Set problem
Copy the rows below word for word, from the line containing "TARGET: yellow flower" through the end of the rows. Leave the pictures out of your copy.

--- Begin Records for this exercise ---

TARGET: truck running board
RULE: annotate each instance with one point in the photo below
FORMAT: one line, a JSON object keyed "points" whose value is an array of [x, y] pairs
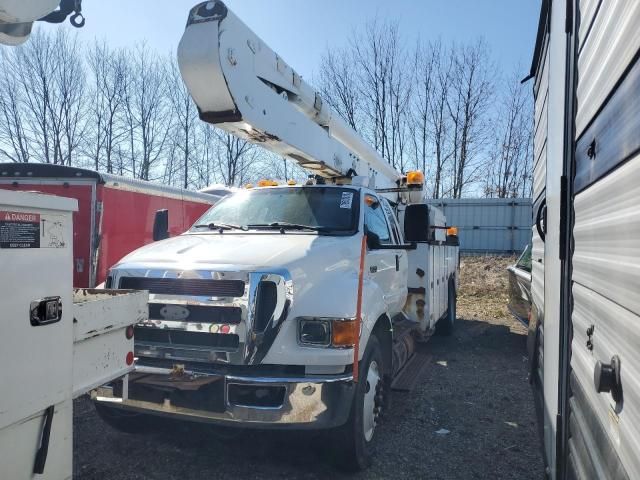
{"points": [[407, 378]]}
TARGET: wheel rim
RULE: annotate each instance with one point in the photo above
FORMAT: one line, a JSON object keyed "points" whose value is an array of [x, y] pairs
{"points": [[372, 406]]}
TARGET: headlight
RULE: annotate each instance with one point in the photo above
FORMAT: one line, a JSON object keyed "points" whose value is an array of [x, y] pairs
{"points": [[327, 332]]}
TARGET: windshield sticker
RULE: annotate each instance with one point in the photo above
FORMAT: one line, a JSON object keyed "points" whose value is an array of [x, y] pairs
{"points": [[346, 200]]}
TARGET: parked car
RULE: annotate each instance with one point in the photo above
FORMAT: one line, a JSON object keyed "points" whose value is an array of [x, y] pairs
{"points": [[520, 287]]}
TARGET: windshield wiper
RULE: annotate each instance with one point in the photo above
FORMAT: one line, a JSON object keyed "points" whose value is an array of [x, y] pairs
{"points": [[221, 226], [287, 226]]}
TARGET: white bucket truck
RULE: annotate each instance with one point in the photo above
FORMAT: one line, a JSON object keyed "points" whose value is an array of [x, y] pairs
{"points": [[289, 306]]}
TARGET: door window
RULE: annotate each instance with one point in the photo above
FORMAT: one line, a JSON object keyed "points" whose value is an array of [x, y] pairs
{"points": [[375, 222], [524, 262], [391, 220]]}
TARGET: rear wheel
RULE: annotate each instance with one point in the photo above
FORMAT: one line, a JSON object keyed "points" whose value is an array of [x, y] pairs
{"points": [[123, 420], [353, 441], [445, 325]]}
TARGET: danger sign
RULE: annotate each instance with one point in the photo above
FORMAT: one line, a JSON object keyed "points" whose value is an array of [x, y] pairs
{"points": [[19, 230]]}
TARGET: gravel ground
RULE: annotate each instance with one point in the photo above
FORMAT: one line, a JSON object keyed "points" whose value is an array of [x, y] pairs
{"points": [[471, 416]]}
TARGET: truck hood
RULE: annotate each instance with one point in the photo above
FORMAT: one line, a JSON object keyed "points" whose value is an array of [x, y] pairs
{"points": [[250, 251]]}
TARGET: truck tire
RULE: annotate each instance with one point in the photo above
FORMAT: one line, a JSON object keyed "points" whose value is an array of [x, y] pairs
{"points": [[122, 420], [352, 442], [445, 324]]}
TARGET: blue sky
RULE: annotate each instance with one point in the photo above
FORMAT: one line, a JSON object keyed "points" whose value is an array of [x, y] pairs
{"points": [[301, 30]]}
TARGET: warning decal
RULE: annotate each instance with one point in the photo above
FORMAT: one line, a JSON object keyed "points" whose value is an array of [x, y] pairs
{"points": [[19, 230]]}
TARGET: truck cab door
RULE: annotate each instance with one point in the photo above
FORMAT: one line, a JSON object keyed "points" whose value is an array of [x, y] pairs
{"points": [[386, 267]]}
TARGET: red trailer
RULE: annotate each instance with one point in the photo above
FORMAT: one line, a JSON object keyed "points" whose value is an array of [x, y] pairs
{"points": [[115, 214]]}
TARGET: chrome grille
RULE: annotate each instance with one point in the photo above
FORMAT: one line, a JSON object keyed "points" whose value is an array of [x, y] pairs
{"points": [[185, 286]]}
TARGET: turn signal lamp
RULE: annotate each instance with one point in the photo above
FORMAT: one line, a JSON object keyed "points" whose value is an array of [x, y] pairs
{"points": [[343, 333], [415, 177]]}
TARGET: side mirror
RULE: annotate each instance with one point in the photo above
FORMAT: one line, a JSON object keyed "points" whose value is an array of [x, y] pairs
{"points": [[161, 225], [373, 240]]}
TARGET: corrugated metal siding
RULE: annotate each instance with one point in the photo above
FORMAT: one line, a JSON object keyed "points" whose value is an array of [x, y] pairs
{"points": [[608, 47], [606, 274], [489, 225], [604, 436]]}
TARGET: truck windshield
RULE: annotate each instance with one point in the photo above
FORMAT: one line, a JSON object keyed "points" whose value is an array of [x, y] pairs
{"points": [[326, 210]]}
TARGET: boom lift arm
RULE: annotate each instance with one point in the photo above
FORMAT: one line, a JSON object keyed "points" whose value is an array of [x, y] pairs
{"points": [[242, 86]]}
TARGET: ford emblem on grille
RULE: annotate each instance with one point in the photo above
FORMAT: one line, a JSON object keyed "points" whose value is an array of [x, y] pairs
{"points": [[174, 312]]}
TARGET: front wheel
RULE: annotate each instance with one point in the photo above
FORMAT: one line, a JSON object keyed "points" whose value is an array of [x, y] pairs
{"points": [[352, 442]]}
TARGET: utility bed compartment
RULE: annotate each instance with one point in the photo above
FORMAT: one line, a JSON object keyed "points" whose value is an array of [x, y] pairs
{"points": [[100, 320]]}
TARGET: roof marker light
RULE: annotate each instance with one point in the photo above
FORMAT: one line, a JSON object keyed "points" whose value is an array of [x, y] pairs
{"points": [[415, 177]]}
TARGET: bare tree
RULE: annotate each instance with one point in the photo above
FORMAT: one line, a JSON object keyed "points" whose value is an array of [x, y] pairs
{"points": [[439, 124], [146, 105], [108, 69], [15, 142], [338, 85], [235, 157], [467, 106], [382, 81], [185, 116], [510, 163]]}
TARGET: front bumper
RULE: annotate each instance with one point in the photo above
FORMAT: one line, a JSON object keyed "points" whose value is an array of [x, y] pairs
{"points": [[309, 402]]}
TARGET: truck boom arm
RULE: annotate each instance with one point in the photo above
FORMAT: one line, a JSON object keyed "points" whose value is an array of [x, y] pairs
{"points": [[245, 88]]}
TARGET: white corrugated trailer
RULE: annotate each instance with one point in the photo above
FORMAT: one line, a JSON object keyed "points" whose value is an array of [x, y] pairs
{"points": [[55, 344], [584, 339]]}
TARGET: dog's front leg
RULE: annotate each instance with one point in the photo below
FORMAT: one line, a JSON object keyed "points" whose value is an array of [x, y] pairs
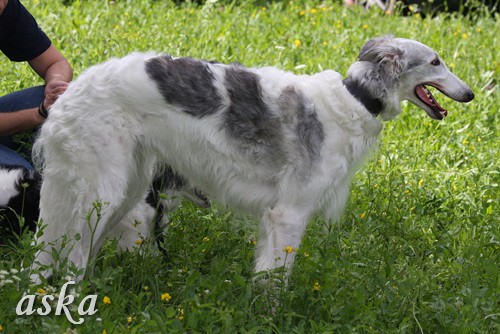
{"points": [[280, 234]]}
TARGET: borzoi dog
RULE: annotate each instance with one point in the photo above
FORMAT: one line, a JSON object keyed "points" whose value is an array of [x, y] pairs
{"points": [[277, 145], [20, 200]]}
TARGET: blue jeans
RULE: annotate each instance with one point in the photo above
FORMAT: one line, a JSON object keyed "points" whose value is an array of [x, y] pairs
{"points": [[10, 150]]}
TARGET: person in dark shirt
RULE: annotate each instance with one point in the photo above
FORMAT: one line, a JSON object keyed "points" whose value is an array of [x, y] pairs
{"points": [[23, 111]]}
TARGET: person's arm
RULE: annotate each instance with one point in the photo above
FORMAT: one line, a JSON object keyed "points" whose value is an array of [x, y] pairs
{"points": [[3, 4], [56, 72]]}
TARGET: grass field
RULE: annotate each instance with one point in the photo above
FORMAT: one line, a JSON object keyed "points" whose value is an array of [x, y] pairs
{"points": [[417, 250]]}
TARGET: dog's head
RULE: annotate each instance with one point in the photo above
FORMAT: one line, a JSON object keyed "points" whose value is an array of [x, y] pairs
{"points": [[397, 69]]}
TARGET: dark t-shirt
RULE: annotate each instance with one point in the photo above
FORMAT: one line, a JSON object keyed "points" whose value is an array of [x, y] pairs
{"points": [[20, 37]]}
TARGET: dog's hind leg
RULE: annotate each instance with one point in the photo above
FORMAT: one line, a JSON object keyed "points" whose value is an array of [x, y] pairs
{"points": [[280, 233]]}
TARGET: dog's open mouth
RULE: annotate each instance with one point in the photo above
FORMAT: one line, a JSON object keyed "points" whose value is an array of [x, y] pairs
{"points": [[424, 95]]}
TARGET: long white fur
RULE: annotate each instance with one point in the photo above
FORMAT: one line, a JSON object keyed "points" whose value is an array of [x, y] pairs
{"points": [[105, 135]]}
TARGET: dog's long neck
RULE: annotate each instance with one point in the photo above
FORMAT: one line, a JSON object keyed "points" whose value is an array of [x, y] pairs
{"points": [[373, 105]]}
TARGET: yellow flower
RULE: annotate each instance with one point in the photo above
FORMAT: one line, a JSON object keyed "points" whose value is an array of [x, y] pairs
{"points": [[166, 297]]}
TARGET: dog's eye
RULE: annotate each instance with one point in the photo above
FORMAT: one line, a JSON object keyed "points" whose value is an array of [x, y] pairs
{"points": [[435, 62]]}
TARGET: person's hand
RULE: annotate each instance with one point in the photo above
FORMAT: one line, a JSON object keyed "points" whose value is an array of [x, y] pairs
{"points": [[3, 4], [52, 91]]}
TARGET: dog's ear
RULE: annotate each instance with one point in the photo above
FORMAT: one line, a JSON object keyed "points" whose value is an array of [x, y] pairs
{"points": [[386, 54]]}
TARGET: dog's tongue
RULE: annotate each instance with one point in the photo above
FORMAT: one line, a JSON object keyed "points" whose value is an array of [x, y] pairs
{"points": [[426, 96]]}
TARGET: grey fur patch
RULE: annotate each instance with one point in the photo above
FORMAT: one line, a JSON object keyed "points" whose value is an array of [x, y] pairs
{"points": [[310, 132], [248, 119], [187, 83]]}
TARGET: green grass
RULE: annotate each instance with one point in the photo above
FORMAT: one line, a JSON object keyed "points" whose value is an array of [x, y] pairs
{"points": [[417, 249]]}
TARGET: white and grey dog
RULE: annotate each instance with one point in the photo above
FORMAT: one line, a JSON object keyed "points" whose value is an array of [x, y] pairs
{"points": [[279, 146]]}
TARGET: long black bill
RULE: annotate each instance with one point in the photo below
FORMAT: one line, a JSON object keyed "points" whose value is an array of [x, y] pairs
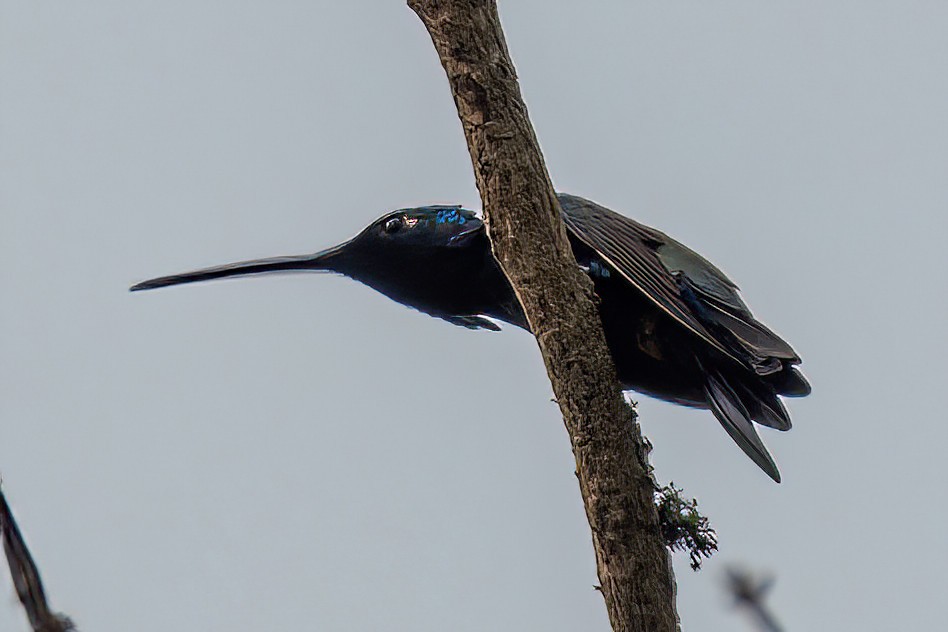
{"points": [[327, 260]]}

--- End Records for this exercise ---

Solved problem
TARGET: yellow flower
RULE: annotate each instance with one point in the photo above
FORMAT: one line, a JSON object keyed "points" whose value is an array of [x, y] pairs
{"points": [[166, 297]]}
TARGET: dog's eye
RULE: annotate each instance with one point in the photo above
FORMAT: one line, a JSON object keyed "points" whose value is an array of [x, y] pairs
{"points": [[435, 62]]}
TARGET: person's hand
RULE: annotate each instance with one point in the photo above
FORMAT: one line, a JSON object keyed "points" whose value is an array of [x, y] pairs
{"points": [[3, 4], [52, 91]]}
TARGET: dog's ear
RULE: annotate each instance with one point in the photo above
FORMAT: one line, a JSON object keyed "points" whose value is an array of [x, y] pairs
{"points": [[386, 54]]}
TARGET: dog's tongue
RULE: annotate each instance with one point in the photo above
FORMAT: one line, a JSON object keyed "points" whose value is an array of [x, y] pairs
{"points": [[426, 96]]}
TARGET: grey fur patch
RULE: annotate each instance with one point in the photo above
FORMAT: one line, a JSON object keyed "points" whose value is an array of [x, y] pairs
{"points": [[310, 132], [248, 119], [187, 83]]}
TARGET: green grass
RULE: annotate each instance with one point in the photo above
FORMAT: one line, a JSON object keyed "points" whose value is an array of [x, y] pairs
{"points": [[417, 249]]}
TARGET: white and grey dog
RULE: annotate each instance with one point in the photo above
FORMAT: one line, a JSON object keyed "points" whose value is an array of [x, y] pairs
{"points": [[279, 146]]}
TARGET: long black bill
RULE: annotate each instance with one point in the photo below
FORMAT: one line, a JSON object keyed "points" whose value is an array of [x, y] pairs
{"points": [[327, 260]]}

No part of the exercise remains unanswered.